Entries shown below:

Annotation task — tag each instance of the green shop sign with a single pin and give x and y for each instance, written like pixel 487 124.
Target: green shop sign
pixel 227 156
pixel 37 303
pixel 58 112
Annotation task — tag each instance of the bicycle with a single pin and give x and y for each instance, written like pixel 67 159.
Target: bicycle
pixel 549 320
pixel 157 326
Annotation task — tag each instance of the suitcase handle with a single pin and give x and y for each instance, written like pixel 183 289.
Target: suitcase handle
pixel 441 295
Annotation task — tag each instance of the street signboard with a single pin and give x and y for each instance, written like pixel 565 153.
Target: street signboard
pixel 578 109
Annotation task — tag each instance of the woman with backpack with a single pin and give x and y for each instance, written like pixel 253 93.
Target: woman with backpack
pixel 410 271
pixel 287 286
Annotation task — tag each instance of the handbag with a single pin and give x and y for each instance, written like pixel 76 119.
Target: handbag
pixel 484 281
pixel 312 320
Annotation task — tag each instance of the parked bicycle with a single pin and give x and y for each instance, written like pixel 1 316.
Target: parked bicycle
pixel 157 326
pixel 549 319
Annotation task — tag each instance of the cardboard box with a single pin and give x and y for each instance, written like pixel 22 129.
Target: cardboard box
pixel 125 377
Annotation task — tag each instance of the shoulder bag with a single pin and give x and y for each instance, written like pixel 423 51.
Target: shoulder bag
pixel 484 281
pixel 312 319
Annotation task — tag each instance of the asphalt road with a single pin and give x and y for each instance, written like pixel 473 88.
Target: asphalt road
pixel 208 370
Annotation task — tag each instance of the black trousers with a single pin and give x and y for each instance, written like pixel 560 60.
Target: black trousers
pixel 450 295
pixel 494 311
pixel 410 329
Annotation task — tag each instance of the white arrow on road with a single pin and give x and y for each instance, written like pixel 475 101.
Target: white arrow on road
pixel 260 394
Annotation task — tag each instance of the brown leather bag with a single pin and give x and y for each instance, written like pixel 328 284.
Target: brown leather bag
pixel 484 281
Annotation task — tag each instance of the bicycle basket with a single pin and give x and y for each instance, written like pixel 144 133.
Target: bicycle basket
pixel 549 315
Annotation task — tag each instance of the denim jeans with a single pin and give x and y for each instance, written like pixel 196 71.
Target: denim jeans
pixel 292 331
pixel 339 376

End of Entries shown.

■ **What is expected**
The lines to reproduce run from the line containing "Target: bicycle basket" to the end of the listing; write them out exactly and add nothing.

■ **Expected answer**
Target: bicycle basket
pixel 549 315
Annotation task — tag each instance of the denim jeans with a single pin and give x and y for each instance, written like pixel 196 71.
Target: denim jeans
pixel 292 331
pixel 339 376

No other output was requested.